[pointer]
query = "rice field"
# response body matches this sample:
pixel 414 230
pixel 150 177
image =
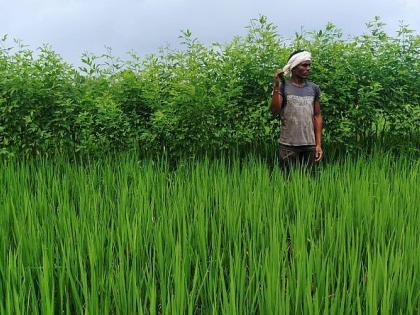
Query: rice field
pixel 123 236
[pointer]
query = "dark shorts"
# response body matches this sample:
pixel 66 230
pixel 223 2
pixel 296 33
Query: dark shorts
pixel 303 155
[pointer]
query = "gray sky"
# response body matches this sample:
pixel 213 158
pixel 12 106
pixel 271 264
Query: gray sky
pixel 75 26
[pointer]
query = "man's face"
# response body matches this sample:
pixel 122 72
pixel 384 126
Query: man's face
pixel 302 70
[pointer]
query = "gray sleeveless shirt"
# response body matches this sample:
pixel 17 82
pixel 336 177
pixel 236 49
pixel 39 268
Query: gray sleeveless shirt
pixel 297 126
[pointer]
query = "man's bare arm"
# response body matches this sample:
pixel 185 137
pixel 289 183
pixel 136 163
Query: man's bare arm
pixel 276 98
pixel 318 129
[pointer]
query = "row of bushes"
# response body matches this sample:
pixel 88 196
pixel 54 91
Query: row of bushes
pixel 205 98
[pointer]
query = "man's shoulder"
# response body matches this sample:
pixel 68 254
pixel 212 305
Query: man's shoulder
pixel 313 85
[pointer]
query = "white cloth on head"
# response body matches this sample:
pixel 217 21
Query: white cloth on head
pixel 296 60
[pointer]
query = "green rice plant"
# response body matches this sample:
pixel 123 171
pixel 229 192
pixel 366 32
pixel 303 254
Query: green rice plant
pixel 126 236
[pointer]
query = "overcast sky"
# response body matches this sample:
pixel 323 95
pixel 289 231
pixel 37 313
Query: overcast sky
pixel 75 26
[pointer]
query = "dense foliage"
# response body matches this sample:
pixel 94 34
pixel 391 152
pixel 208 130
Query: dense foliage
pixel 209 98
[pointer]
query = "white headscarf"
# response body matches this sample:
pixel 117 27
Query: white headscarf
pixel 296 60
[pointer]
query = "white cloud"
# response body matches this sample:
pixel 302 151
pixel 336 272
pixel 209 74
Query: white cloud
pixel 73 26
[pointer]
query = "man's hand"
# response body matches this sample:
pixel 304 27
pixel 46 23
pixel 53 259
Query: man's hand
pixel 318 153
pixel 276 79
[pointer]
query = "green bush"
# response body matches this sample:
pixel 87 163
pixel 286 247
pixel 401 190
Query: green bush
pixel 210 98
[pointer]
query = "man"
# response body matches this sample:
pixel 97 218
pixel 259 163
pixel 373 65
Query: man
pixel 297 102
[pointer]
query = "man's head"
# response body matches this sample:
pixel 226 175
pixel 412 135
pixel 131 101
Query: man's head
pixel 299 64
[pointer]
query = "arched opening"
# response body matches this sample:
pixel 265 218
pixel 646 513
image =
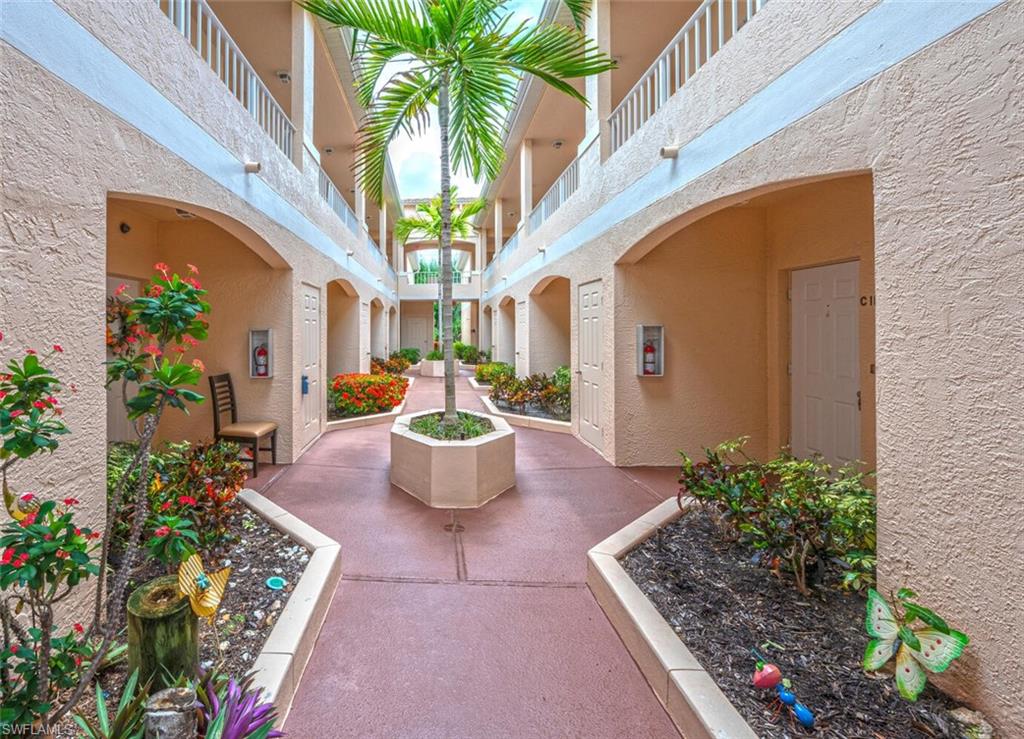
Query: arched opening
pixel 342 329
pixel 250 294
pixel 768 319
pixel 378 329
pixel 506 331
pixel 393 339
pixel 550 324
pixel 486 331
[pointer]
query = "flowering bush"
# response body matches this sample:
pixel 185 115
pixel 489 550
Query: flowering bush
pixel 394 364
pixel 356 394
pixel 486 373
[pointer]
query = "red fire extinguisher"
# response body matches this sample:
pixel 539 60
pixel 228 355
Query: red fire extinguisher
pixel 649 358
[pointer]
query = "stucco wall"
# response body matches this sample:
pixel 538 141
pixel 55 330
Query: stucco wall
pixel 550 328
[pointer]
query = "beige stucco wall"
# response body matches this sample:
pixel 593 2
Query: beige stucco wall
pixel 550 327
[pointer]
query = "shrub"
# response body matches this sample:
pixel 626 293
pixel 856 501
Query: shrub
pixel 487 372
pixel 357 394
pixel 395 364
pixel 798 513
pixel 412 354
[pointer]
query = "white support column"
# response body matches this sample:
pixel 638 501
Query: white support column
pixel 598 87
pixel 525 180
pixel 499 226
pixel 302 85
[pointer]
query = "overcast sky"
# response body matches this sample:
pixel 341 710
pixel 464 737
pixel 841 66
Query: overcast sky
pixel 417 161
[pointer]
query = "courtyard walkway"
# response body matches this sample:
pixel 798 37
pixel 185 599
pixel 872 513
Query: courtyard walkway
pixel 484 628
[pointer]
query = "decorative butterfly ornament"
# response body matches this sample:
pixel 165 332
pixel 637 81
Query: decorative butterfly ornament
pixel 204 591
pixel 933 647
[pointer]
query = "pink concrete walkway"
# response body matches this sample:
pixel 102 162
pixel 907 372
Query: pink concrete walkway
pixel 485 631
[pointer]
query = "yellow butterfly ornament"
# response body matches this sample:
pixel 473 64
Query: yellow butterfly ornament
pixel 204 592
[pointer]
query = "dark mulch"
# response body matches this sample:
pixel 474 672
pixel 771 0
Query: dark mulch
pixel 722 604
pixel 248 612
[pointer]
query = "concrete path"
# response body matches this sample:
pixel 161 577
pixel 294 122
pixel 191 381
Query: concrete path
pixel 485 631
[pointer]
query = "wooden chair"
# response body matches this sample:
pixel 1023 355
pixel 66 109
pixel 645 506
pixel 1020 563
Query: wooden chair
pixel 247 433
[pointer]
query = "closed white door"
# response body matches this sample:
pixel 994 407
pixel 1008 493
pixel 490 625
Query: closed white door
pixel 825 382
pixel 119 428
pixel 310 363
pixel 589 370
pixel 521 354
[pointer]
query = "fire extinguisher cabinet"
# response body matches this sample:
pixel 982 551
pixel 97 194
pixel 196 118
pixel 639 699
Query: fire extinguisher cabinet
pixel 650 351
pixel 260 353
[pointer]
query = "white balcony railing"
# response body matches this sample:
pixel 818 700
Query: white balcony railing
pixel 564 186
pixel 705 33
pixel 200 26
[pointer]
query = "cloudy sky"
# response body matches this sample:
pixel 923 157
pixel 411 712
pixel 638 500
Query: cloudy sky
pixel 417 160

■ **What you are asked to do**
From top to bottom, restate the records above exactly and omit every picture.

■ **Answer to this task**
[pointer]
query = "rice field"
# response body matches this sample:
pixel 414 230
pixel 150 177
image =
Query: rice field
pixel 123 236
[pointer]
query = "dark shorts"
# response body matches this sample:
pixel 66 230
pixel 223 2
pixel 296 33
Query: dark shorts
pixel 303 155
[pointer]
query = "gray sky"
# response body matches this sample:
pixel 213 158
pixel 12 106
pixel 271 264
Query: gray sky
pixel 75 26
[pointer]
query = "man's face"
# response body matches this sample:
pixel 122 72
pixel 384 126
Query: man's face
pixel 302 70
[pointer]
query = "gray sleeveless shirt"
# response body matches this sample:
pixel 17 82
pixel 336 177
pixel 236 49
pixel 39 268
Query: gray sleeveless shirt
pixel 297 126
[pointer]
query = "man's bare arm"
# response body matches this sample:
pixel 185 137
pixel 289 183
pixel 136 163
Query: man's bare arm
pixel 276 98
pixel 318 129
[pointer]
query = "row of bushes"
# response body matches this sample:
pixel 88 196
pixel 54 91
Query: row of bushes
pixel 205 98
[pointer]
query = "man's shoulder"
# response body matches this sample:
pixel 68 254
pixel 212 305
Query: man's shoulder
pixel 313 85
[pointer]
query = "white cloth on head"
# response body matches this sample:
pixel 217 21
Query: white cloth on head
pixel 296 60
[pointer]
query = "green rice plant"
# response body matches this sample:
pixel 123 171
pixel 229 192
pixel 366 32
pixel 303 254
Query: green rice plant
pixel 126 236
[pointer]
query = "overcast sky"
# response body matches this sample:
pixel 323 95
pixel 289 231
pixel 37 313
Query: overcast sky
pixel 75 26
[pointer]
query = "dense foliage"
# response body matches this sample:
pixel 94 34
pixel 391 152
pixel 208 130
Query: dense foliage
pixel 209 98
[pointer]
query = "white headscarf"
# response body matches this sample:
pixel 117 27
Query: white headscarf
pixel 296 60
[pointer]
query = "white cloud"
# response body matches this sample:
pixel 302 151
pixel 336 272
pixel 209 74
Query: white cloud
pixel 73 26
[pointer]
query = "man's hand"
# response body matches this sample:
pixel 304 27
pixel 46 23
pixel 53 259
Query: man's hand
pixel 318 153
pixel 276 79
[pointer]
query = "green bush"
# response body matches this sample:
pixel 87 163
pixel 286 247
pixel 401 190
Query: green bush
pixel 210 98
[pointer]
query = "man"
# response body matches this sample:
pixel 97 218
pixel 259 163
pixel 373 65
Query: man
pixel 297 102
[pointer]
query = "man's head"
# response body matches this sample:
pixel 226 175
pixel 412 135
pixel 131 101
Query: man's head
pixel 299 64
[pointer]
query = "arched opening"
# response body matches this sample:
pixel 265 218
pixel 646 513
image =
Query: arched opening
pixel 342 329
pixel 250 294
pixel 768 319
pixel 378 329
pixel 506 331
pixel 393 339
pixel 550 324
pixel 486 331
[pointer]
query = "flowering bush"
# response body matches this sample:
pixel 185 115
pixel 489 550
Query: flowering bush
pixel 394 364
pixel 356 394
pixel 486 373
[pointer]
query = "red fire extinguisher"
# response body matches this sample:
pixel 539 60
pixel 228 355
Query: red fire extinguisher
pixel 649 358
[pointer]
query = "stucco wall"
# response body matches this sample:
pixel 538 141
pixel 55 330
Query: stucco wall
pixel 550 328
[pointer]
query = "beige stucco wall"
# response body matches this sample:
pixel 593 2
Query: beige stucco wall
pixel 550 327
[pointer]
query = "shrub"
# response body matches this sample:
pixel 626 293
pixel 856 501
Query: shrub
pixel 487 372
pixel 357 394
pixel 395 364
pixel 798 513
pixel 412 354
[pointer]
query = "white support column"
# response body matches this sample:
pixel 638 501
Query: white support column
pixel 598 87
pixel 525 180
pixel 499 226
pixel 302 85
[pointer]
query = "overcast sky"
# response body matches this sample:
pixel 341 710
pixel 464 737
pixel 841 66
Query: overcast sky
pixel 417 161
[pointer]
query = "courtyard walkway"
# response body matches this sample:
pixel 798 37
pixel 185 599
pixel 872 513
Query: courtyard walkway
pixel 484 628
[pointer]
query = "decorative butterfly ornament"
# response body matches this sample:
pixel 165 332
pixel 637 81
Query: decorative butterfly ornament
pixel 204 591
pixel 933 647
[pointer]
query = "pink concrete walkway"
# response body matches this sample:
pixel 102 162
pixel 907 372
Query: pink concrete walkway
pixel 485 631
[pointer]
query = "yellow butterfly ornament"
# response body matches this sample:
pixel 473 64
Query: yellow butterfly ornament
pixel 204 592
[pointer]
query = "dark mulch"
# response body matches this sample:
pixel 474 672
pixel 771 0
Query: dark mulch
pixel 722 604
pixel 248 612
[pointer]
query = "concrete path"
# response body matches this sample:
pixel 161 577
pixel 294 122
pixel 191 381
Query: concrete path
pixel 485 631
[pointer]
query = "wooden chair"
# response body matches this sample:
pixel 1023 355
pixel 66 109
pixel 645 506
pixel 1020 563
Query: wooden chair
pixel 247 433
[pointer]
query = "closed white door"
# response body matches this sample:
pixel 994 407
pixel 1008 493
pixel 490 625
Query: closed white door
pixel 825 382
pixel 119 428
pixel 310 363
pixel 589 370
pixel 521 354
[pointer]
query = "fire extinguisher cabinet"
# response body matches this sample:
pixel 982 551
pixel 97 194
pixel 196 118
pixel 639 699
Query: fire extinguisher cabinet
pixel 650 351
pixel 260 353
[pointer]
query = "white balcony railing"
# response body matches this sample:
pixel 818 700
Query: white balcony railing
pixel 564 186
pixel 705 33
pixel 200 26
[pointer]
query = "cloudy sky"
# response body matches this sample:
pixel 923 157
pixel 411 712
pixel 638 500
Query: cloudy sky
pixel 417 160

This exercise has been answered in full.